Saved data entries

++++++

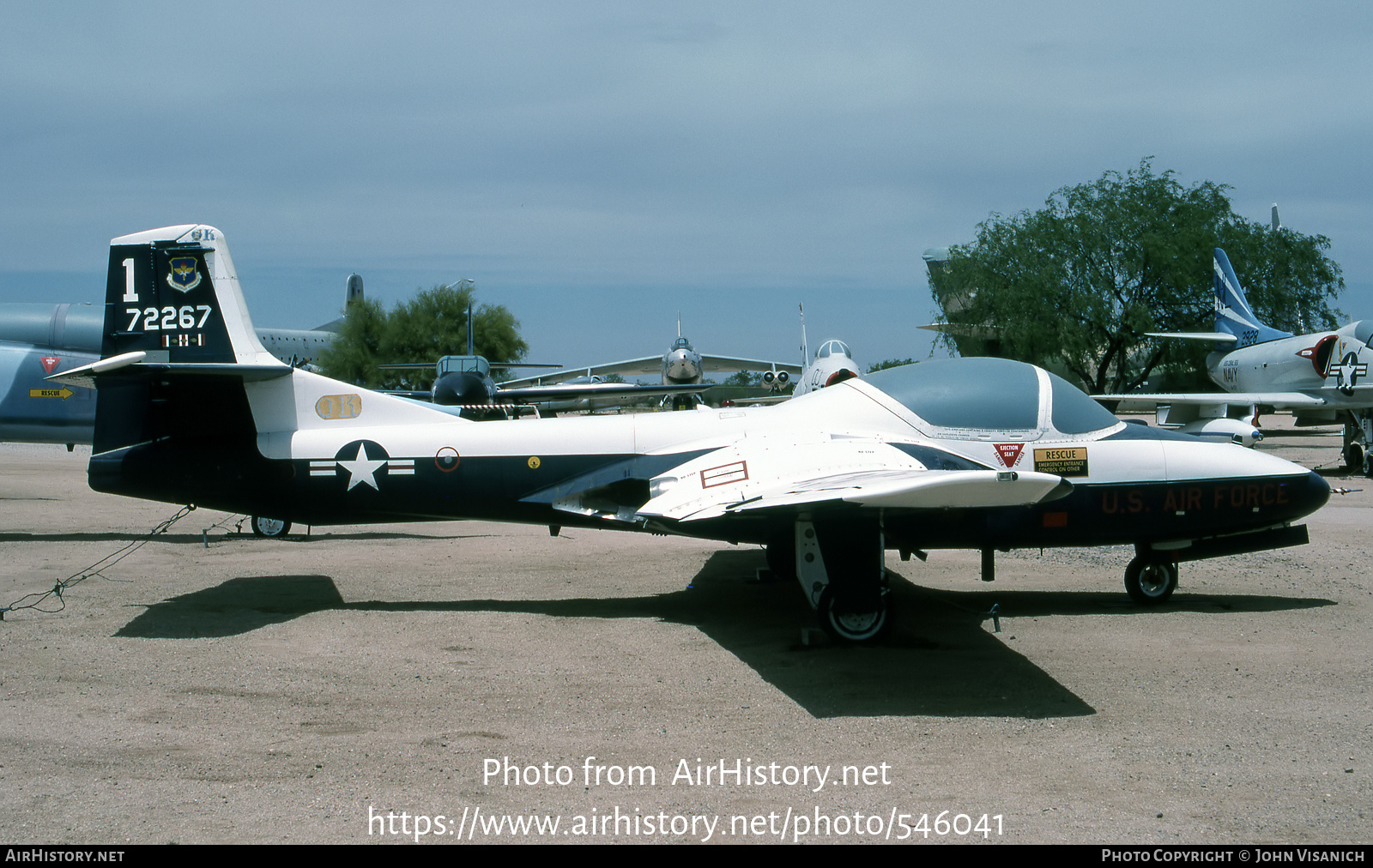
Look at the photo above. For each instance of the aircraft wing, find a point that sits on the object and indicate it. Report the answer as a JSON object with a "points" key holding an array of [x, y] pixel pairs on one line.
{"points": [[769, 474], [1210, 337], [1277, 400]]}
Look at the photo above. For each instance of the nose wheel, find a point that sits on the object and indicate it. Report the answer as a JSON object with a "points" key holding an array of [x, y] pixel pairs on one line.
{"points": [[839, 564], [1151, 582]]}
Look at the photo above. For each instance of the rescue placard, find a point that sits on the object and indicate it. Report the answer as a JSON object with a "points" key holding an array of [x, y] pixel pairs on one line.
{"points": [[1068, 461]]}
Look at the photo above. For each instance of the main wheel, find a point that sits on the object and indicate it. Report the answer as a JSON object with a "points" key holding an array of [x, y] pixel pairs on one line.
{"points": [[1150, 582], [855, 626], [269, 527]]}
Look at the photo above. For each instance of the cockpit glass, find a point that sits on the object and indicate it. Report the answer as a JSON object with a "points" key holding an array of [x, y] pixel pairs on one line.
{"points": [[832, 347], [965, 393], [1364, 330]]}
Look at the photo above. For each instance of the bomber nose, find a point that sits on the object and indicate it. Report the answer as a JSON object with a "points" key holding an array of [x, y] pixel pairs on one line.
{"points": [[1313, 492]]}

++++++

- **The task**: Repeat the rows, beginning at the line that has "Look at the photo above. For each instance of the nose" and stopping after the last line of the rows.

- **Solution**:
Look at the photo above. For each instance of the nose wheel, find a point that sits on the object and indicate it. Report the answer as a JSON object with a "points" key holding an array of [x, y] pixel pairs on one line.
{"points": [[839, 564], [1151, 582]]}
Look at the photo above. For each instance of the rescue placard, find a point that sits on the object and indicate it. Report the answer as a JSON object with a "points" key holding an array of [x, y] pixel pairs on one line.
{"points": [[1068, 461]]}
Look at the photo above. For each instance of the main wheel, find a point that sits on the object and indicate it. Report the answer as a JSON object with a "points" key holding an array of [x, y] pixel pairs on one line.
{"points": [[1150, 582], [855, 626], [269, 527]]}
Look at the photo above. For each instance of the cockpit glass, find a point that sits on the object and indicate it. Report the answer as a JSON object with a "points" key holding an array of [x, y] pixel pairs on one line.
{"points": [[832, 347], [965, 393], [1364, 330]]}
Look at the photo above. For each instance of the bomber nose, find a point that sits on the object and indicate it. Report the answer as a JSON object with a "points" key holding an array of [x, y] pixel pairs on one line.
{"points": [[1313, 492]]}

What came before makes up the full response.